# [Written problem]
Count the lines in the rows below that contain the string "woman", and reply with that number only.

# [Material supplied]
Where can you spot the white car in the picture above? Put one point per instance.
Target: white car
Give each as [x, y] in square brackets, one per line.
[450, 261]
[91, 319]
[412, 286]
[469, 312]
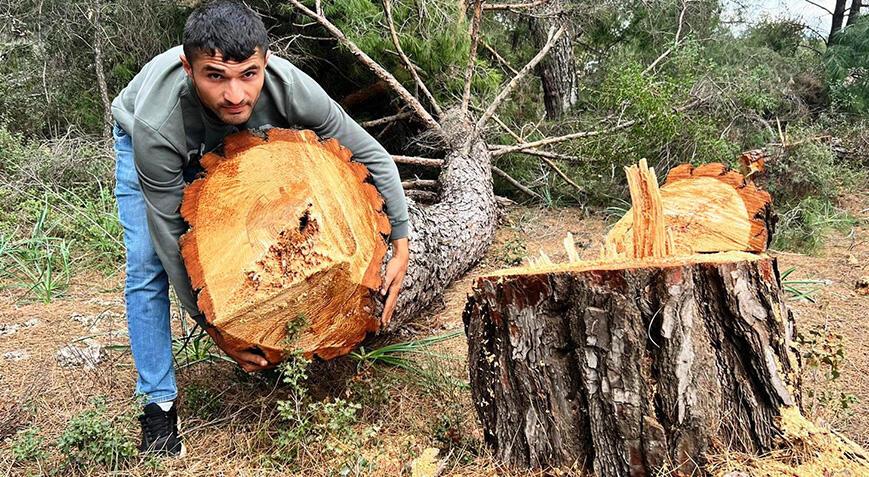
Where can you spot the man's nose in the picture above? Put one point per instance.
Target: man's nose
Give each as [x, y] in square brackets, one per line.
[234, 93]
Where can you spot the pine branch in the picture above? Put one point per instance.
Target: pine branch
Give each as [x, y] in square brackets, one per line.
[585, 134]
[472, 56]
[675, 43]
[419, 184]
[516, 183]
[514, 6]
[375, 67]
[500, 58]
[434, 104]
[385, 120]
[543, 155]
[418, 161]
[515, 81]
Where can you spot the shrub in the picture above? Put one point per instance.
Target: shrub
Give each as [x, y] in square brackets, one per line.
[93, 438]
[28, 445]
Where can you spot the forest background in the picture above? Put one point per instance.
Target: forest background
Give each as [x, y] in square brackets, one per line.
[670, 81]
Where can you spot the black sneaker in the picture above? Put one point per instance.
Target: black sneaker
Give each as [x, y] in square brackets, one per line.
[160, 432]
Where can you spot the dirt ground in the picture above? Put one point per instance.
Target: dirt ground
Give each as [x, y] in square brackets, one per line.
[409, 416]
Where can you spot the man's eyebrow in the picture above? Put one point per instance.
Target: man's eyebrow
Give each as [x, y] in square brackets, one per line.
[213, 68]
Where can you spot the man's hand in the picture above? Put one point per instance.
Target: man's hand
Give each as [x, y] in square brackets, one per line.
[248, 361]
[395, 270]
* * *
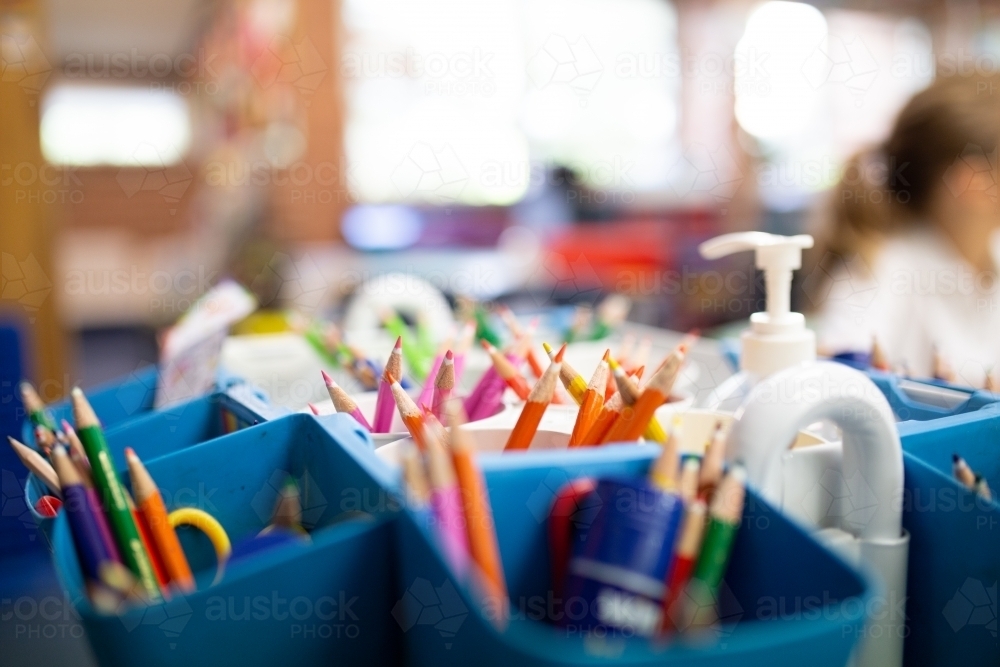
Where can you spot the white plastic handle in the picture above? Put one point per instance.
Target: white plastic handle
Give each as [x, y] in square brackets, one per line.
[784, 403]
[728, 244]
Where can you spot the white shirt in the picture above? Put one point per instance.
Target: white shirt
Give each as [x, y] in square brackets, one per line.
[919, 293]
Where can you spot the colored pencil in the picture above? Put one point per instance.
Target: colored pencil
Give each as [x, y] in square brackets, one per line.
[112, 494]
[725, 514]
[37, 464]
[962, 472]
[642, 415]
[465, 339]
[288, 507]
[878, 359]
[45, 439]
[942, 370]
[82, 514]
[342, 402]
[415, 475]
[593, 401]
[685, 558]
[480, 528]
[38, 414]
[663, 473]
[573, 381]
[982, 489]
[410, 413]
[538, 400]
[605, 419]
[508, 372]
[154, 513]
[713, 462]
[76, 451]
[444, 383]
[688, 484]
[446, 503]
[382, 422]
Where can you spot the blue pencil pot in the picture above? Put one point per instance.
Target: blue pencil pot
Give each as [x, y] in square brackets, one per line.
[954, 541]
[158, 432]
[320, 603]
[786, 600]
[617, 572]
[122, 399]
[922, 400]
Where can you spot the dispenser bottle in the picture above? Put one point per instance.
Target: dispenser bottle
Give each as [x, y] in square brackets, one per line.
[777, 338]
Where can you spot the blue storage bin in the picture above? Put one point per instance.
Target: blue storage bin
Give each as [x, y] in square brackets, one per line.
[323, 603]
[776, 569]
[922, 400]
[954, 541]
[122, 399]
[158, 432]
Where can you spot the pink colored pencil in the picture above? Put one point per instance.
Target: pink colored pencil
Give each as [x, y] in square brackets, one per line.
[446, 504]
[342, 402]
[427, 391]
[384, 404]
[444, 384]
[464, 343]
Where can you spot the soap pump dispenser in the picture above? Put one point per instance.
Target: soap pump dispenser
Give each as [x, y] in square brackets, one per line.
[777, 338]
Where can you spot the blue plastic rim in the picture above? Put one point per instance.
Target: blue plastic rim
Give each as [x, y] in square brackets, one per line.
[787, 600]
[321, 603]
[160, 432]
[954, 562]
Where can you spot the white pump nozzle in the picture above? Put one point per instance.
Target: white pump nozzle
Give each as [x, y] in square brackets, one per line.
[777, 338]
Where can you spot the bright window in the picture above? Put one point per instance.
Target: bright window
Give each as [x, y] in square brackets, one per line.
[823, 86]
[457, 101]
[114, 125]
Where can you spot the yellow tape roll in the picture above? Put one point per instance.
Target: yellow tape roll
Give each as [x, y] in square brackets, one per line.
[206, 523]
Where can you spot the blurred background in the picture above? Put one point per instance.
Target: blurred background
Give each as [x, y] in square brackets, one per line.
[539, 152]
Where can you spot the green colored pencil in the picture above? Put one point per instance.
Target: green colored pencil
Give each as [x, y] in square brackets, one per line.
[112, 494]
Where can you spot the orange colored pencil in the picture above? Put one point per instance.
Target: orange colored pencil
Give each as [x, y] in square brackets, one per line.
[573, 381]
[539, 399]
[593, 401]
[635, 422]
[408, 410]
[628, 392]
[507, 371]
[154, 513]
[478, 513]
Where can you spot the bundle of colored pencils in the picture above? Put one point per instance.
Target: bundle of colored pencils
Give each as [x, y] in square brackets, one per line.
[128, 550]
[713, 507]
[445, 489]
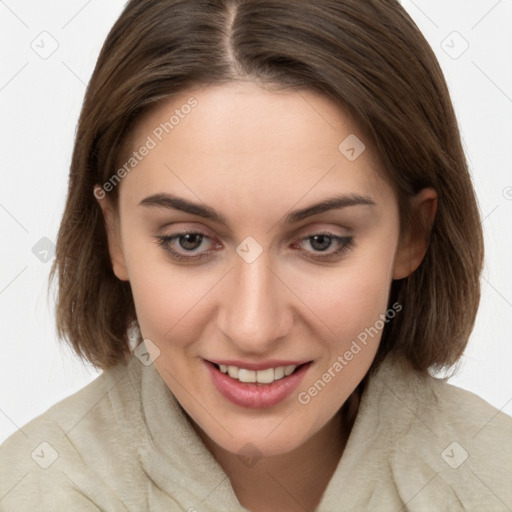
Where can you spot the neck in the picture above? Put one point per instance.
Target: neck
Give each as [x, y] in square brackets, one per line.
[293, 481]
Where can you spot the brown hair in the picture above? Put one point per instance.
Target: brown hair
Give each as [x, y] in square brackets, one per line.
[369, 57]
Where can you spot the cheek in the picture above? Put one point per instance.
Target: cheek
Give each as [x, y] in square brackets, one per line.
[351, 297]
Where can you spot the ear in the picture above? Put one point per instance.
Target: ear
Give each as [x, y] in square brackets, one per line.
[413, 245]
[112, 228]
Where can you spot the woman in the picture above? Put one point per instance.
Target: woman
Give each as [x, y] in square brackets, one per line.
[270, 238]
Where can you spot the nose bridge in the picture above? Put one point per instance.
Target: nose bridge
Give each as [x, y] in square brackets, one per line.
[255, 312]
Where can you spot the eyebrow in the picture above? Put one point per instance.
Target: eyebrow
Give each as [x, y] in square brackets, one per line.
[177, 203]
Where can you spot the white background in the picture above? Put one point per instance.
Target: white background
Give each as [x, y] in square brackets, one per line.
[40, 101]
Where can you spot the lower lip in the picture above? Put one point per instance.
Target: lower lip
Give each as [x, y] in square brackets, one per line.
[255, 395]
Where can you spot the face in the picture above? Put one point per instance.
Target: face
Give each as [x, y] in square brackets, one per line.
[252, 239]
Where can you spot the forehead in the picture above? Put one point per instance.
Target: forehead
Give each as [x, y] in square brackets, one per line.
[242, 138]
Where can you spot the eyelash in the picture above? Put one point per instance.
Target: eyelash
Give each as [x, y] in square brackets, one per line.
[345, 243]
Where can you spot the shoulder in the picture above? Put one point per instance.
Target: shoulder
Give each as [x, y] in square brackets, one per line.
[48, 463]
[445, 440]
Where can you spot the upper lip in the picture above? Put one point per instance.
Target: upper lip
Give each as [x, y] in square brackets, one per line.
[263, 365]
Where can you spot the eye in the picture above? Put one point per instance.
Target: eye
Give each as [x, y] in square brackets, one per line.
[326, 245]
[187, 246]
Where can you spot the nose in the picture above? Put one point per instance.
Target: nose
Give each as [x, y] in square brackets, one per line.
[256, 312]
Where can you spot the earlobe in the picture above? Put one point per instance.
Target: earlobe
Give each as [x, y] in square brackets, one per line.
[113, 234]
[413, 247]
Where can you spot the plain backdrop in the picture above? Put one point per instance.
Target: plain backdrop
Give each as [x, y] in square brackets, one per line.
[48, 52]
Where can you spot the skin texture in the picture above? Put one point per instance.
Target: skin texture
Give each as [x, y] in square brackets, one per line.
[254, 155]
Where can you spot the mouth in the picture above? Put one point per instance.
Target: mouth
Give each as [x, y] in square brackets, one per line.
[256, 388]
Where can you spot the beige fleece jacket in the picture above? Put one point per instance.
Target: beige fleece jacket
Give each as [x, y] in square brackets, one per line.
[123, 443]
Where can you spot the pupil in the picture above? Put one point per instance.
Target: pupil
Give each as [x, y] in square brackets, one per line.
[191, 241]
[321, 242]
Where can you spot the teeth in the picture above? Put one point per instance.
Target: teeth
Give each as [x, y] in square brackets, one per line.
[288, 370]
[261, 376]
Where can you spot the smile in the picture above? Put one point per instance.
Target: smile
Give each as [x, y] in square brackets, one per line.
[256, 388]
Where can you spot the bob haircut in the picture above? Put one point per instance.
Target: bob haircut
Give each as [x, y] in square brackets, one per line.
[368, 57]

# [Output below]
2